#### [Goal]
What is needed is the run of lines from the one with "point: house roof" through the close of the data, set down exactly.
⟨
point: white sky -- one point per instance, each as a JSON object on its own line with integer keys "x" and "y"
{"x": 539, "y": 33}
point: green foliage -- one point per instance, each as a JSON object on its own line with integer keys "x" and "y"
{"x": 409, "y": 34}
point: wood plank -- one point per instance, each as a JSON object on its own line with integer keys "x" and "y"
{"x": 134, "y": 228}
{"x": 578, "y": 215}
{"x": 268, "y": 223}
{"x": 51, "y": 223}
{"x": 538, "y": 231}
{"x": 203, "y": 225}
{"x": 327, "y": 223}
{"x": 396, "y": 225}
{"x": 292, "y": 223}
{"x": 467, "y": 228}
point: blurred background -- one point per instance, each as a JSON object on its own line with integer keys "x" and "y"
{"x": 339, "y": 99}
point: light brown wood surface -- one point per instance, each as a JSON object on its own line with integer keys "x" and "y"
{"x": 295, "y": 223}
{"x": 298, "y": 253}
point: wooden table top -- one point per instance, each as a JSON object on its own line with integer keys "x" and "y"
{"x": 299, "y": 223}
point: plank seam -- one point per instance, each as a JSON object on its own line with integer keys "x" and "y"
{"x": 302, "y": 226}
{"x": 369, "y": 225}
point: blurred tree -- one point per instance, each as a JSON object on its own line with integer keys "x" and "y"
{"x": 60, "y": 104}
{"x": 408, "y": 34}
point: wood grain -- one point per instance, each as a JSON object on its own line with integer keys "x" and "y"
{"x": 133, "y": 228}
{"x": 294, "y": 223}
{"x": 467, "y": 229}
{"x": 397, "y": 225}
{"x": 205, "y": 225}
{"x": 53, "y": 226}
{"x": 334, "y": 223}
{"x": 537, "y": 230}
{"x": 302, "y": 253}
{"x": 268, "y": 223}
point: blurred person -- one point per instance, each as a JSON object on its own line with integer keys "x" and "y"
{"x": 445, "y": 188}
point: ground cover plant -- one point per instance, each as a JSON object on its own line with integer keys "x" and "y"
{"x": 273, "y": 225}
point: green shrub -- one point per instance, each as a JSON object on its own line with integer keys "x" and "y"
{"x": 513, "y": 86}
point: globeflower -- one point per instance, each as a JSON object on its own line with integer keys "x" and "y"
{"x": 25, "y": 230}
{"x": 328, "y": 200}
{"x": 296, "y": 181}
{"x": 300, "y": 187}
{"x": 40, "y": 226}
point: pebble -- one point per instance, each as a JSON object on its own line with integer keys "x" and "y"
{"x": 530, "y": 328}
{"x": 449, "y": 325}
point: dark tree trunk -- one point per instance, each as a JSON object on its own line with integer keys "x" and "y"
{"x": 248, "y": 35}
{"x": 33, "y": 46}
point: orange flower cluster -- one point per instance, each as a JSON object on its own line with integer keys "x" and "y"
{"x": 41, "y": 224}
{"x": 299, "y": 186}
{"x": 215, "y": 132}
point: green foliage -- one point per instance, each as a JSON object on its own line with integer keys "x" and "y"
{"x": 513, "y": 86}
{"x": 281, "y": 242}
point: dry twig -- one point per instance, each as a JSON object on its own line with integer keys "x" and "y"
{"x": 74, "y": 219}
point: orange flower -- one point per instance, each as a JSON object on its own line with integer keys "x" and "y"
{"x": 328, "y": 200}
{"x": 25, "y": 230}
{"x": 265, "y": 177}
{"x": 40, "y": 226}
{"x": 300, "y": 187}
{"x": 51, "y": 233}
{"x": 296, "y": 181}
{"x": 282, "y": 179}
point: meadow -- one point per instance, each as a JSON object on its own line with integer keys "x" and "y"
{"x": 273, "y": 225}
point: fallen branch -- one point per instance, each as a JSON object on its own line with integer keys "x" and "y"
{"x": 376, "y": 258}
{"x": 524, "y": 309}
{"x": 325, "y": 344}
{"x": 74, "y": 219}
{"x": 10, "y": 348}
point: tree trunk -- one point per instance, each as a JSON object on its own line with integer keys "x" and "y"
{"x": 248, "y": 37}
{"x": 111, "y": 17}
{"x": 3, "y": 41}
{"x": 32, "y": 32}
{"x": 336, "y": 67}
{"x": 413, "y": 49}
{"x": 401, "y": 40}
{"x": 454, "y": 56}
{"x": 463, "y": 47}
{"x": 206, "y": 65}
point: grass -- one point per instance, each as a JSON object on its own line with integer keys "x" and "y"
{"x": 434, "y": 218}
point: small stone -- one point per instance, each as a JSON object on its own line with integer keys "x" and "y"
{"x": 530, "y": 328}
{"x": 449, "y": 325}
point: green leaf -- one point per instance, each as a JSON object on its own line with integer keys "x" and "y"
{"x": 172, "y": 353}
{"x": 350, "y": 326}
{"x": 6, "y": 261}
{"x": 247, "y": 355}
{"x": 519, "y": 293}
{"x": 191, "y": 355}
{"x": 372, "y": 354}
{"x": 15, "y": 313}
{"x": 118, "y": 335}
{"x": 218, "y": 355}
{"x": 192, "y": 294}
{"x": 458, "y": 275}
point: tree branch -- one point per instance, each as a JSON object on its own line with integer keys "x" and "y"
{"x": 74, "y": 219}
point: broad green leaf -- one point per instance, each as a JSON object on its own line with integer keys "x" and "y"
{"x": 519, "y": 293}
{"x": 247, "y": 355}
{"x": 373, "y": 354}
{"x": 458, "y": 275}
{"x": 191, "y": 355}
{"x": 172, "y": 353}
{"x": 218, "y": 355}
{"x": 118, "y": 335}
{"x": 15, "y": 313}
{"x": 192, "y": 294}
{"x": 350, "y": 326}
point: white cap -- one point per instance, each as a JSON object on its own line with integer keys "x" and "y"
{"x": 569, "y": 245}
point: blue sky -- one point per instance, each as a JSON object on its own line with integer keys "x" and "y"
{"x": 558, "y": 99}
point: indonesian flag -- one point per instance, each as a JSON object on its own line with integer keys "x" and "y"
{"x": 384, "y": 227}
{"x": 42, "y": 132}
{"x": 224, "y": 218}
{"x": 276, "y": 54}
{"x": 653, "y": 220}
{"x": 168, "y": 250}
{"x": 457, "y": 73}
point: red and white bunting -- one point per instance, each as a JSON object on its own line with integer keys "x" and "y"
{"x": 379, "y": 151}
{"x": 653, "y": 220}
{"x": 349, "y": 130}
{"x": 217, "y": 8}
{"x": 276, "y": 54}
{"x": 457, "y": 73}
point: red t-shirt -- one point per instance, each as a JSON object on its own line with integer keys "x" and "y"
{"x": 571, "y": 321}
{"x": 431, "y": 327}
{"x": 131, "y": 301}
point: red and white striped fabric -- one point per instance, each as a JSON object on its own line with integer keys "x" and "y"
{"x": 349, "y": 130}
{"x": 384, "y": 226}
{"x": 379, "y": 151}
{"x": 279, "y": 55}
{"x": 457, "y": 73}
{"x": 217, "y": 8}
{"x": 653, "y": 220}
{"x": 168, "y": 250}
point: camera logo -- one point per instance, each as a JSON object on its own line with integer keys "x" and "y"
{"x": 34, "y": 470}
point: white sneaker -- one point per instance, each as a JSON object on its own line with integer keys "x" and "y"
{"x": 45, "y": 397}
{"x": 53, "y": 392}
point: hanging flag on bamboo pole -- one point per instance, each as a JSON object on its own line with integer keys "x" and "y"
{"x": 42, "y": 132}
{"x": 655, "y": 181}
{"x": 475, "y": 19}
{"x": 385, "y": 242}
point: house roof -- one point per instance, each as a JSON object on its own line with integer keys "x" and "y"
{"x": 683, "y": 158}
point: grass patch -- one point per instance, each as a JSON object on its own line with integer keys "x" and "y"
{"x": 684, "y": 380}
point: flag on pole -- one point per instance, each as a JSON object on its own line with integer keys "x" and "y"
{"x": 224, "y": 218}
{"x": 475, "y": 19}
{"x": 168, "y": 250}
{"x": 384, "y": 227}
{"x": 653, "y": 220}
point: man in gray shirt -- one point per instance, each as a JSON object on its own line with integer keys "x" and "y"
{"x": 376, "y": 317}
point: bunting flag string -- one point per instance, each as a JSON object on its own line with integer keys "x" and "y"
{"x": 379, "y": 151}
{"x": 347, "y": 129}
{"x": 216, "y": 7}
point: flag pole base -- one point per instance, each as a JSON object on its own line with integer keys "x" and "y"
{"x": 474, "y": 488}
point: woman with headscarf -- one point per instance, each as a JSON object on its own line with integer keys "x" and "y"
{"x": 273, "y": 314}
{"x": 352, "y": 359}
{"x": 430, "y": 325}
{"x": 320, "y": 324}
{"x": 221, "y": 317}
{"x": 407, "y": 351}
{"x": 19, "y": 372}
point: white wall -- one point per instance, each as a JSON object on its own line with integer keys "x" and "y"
⟩
#### [Result]
point: house roof -- one point per instance, each as a JSON object on its own line with integer keys "x" and "y"
{"x": 683, "y": 158}
point: grass patch -- one point per instance, each as a JSON object on its own line with integer keys "x" and "y"
{"x": 684, "y": 380}
point: flag on pole -- one point per instance, each as a JSON object on its own line with integer keys "x" and "y"
{"x": 224, "y": 218}
{"x": 475, "y": 19}
{"x": 168, "y": 250}
{"x": 384, "y": 227}
{"x": 653, "y": 220}
point: man in gray shirt -- one point per instance, each as a JSON object on its own line with integer keys "x" and "y"
{"x": 376, "y": 317}
point: bunting flag string -- one point per instance, each as a JSON object on its own line with integer keys "x" and "y"
{"x": 379, "y": 151}
{"x": 347, "y": 129}
{"x": 216, "y": 7}
point: flag pole base -- one point per instance, each as a JSON object on its own line with integer keys "x" and "y"
{"x": 474, "y": 488}
point: woman with headscarf -- one point per instance, each as a JSON object on its own line with integer keys "x" and "y"
{"x": 273, "y": 314}
{"x": 352, "y": 359}
{"x": 430, "y": 325}
{"x": 320, "y": 324}
{"x": 221, "y": 317}
{"x": 407, "y": 351}
{"x": 19, "y": 372}
point: white wall -- one point per instance, each as a JSON object on its own line with integer keys "x" and "y"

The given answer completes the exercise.